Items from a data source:
## Start

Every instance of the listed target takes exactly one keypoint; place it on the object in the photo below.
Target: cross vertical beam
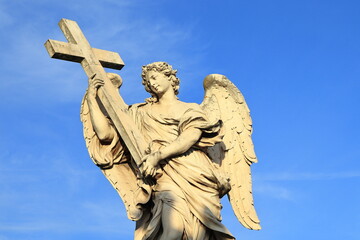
(92, 60)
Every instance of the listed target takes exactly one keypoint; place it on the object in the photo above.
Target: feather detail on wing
(235, 153)
(115, 163)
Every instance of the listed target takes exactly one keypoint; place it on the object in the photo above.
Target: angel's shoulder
(188, 107)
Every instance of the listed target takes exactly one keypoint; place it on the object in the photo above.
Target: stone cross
(93, 60)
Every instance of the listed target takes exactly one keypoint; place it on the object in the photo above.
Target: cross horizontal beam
(72, 52)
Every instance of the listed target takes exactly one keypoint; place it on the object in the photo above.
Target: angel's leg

## End

● **WHAT IS BEING ASKED**
Give the entries again word for word, but skip the pictures.

● **ANSWER FOR THIS EXERCISE**
Every instance of the listed target takes exactly one keypoint; place it on the object in the photo below.
Target: cross vertical beam
(92, 60)
Every instance of the listed target takes exactly one keypoint; place it on the object in the photo above.
Target: feather detail on wing
(235, 153)
(115, 163)
Every instance of the listed target takes exactly one keypoint; place it on the object in the photo above.
Target: angel's shoulder
(188, 107)
Every instance of the listed target takes exactly one keypoint; place it on the object in the photo above.
Target: stone cross
(93, 60)
Every instance of the listed target takes exactly one keypoint; place it on the object in the photo above.
Target: cross horizontal beam
(72, 52)
Every instance of the listed target takes exactly one keypoint; place it on the object in the photo above.
Target: angel's leg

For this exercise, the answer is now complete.